Supplied data:
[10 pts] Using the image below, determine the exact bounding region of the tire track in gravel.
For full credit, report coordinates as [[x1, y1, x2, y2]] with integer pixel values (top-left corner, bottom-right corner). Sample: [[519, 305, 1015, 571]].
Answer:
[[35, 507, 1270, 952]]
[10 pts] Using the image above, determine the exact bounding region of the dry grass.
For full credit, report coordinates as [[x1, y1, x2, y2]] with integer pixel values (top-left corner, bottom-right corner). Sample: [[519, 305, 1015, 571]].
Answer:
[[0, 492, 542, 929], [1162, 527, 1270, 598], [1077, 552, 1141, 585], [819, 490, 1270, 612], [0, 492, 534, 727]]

Stated task:
Reproduce the listing word for word, from its first line through the line containing "[[35, 507, 1270, 952]]", with both of those lines included.

Solution for this task:
[10 pts] Using the image below, determine the exact bounding region of the tire track in gravel.
For full credit, report coordinates as [[x1, y1, x2, y2]] with integer pixel values (top-left corner, bottom-right corner). Sample: [[519, 305, 1015, 571]].
Answer:
[[35, 507, 1270, 952]]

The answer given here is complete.